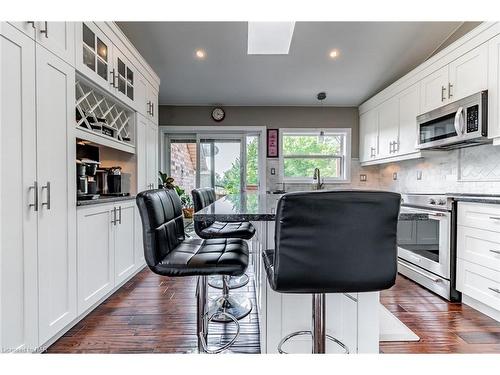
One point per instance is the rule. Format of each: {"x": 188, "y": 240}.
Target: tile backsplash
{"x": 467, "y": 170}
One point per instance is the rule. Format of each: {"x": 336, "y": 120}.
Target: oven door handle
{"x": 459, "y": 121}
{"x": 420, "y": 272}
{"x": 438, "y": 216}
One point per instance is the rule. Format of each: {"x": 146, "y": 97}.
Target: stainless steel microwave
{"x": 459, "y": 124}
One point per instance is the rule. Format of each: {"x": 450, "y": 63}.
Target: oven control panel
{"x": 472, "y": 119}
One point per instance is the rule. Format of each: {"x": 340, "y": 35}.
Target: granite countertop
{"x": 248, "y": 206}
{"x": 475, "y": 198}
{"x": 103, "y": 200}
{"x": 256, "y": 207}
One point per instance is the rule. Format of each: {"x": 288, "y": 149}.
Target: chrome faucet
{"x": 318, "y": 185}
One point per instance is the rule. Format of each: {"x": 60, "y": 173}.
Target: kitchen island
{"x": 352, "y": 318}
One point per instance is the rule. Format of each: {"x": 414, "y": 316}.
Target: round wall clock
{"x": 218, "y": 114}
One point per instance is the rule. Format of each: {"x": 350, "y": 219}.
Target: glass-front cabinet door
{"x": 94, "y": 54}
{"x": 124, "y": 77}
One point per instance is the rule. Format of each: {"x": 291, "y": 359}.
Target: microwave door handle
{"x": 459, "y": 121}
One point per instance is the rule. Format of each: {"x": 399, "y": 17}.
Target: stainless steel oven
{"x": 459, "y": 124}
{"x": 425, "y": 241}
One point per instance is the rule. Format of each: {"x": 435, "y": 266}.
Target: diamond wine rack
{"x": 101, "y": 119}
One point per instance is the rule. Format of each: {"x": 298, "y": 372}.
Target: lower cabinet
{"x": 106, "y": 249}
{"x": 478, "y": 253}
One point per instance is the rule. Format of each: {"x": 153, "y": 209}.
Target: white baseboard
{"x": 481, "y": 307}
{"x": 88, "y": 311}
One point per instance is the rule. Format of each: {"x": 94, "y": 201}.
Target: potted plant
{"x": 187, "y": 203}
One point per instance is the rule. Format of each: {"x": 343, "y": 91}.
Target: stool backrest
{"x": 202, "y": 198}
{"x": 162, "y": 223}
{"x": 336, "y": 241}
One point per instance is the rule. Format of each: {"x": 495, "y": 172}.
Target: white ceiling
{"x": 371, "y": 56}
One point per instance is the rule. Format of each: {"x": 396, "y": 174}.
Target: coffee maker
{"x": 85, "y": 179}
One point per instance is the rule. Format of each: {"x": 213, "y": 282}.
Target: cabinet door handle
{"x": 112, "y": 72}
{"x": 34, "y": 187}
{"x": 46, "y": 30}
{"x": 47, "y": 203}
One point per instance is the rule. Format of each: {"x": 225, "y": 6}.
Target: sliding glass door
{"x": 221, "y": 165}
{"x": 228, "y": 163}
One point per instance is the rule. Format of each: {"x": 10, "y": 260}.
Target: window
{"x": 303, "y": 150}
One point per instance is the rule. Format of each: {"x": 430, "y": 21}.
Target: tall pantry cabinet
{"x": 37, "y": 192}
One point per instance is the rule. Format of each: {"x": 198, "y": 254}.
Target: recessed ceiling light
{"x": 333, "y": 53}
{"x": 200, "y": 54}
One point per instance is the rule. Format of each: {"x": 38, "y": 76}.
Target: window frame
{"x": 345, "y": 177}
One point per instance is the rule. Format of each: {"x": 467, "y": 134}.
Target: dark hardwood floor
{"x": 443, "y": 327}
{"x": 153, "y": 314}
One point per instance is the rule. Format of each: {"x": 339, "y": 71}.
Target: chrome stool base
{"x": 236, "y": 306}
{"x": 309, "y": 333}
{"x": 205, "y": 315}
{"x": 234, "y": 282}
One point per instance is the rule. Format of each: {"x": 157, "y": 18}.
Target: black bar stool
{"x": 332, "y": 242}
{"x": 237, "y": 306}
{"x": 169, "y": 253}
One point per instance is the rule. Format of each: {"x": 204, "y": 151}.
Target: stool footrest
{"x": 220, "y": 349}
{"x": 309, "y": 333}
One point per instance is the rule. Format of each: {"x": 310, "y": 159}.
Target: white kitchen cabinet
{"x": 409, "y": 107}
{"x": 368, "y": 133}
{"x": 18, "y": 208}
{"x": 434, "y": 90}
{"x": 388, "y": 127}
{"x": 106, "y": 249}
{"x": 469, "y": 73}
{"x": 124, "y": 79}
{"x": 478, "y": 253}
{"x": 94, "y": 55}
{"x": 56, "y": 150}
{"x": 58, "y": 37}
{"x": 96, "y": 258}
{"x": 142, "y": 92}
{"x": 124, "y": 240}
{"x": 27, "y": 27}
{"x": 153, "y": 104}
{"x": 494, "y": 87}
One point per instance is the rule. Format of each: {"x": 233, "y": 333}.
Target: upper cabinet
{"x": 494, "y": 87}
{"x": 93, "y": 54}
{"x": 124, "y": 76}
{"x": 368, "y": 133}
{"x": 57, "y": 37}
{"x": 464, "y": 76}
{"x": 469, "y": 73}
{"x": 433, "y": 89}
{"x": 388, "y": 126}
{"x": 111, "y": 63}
•••••
**Given exercise:** Gather every line of the items above that contains the string "chrome" and copy those lines out.

**Expected output:**
Target: chrome faucet
Target: chrome stool base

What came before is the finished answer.